CONTRIBUTORY NEGLIGENCE.

1. The plaintiff, an infant four years and seven months old, while returning unattended from school, was run over by defendant in the public street. In an action to recover for the injuries, held, that it was for the jury to determine whether or not plaintiff's parents were guilty of negligence in permitting him to be in the street alone. Lynch v. Smith, 188, and note, 191.

2. In such action the opinion of plaintiff's schoolteacher as to his capacity is admissible. Ib.

3. When an infant is in the streets, without negligence on the part of himself or parents, he is bound to use only such reasonable care as he is capable of, though of less degree than adults would be bound to use under the circumstances. Ib.

EXPRESS COMPANY.

Where an express company receives a draft for collection, with instructions to return it at once if not paid, and on demand of the drawee, he refuses to pay it until certain explanations are received from the drawer, whereupon the company consent to wait until the drawee can communicate with the drawer, and he, receiving satisfactory explanations, is ready to pay, and remains So two days without renewed demand from the company, but on the fourth day (the third being Sunday) he becomes insolvent, the company is responsible for the loss occurring to the drawer. Whitney v. Merchants' Union Express Company, 207. (Mass.)

LANDLORD AND TENANT.

Plaintiff occupied the lower portion of a house, and another tenant the upper portion. The of and upper story having been destroyed by fire, in an action by plaintiff against the landlord, the judge charged the jury that it was the landlord's duty to proceed with diligence, after the fire, to put on the roof, and that he was liable for damages to plaintiff caused by delay. Held error, there being no express covenant to repair, and the maxim, sic utere tuo, etc., not applying. Doupe v. Genin, 47 (N.Y.)

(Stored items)
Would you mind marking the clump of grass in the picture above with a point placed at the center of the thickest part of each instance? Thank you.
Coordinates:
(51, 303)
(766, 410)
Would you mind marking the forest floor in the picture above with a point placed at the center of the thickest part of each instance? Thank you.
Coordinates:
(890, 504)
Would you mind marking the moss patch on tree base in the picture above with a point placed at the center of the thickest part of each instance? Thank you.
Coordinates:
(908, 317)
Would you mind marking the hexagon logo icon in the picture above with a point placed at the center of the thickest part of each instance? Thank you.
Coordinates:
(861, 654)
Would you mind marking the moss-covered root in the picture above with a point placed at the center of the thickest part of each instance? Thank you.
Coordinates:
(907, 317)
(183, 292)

#### [What is asked]
In the case digest, who was to determine whether the infant plaintiff's parents were negligent in letting him be in the street alone?

#### [Output of the exercise]
The jury.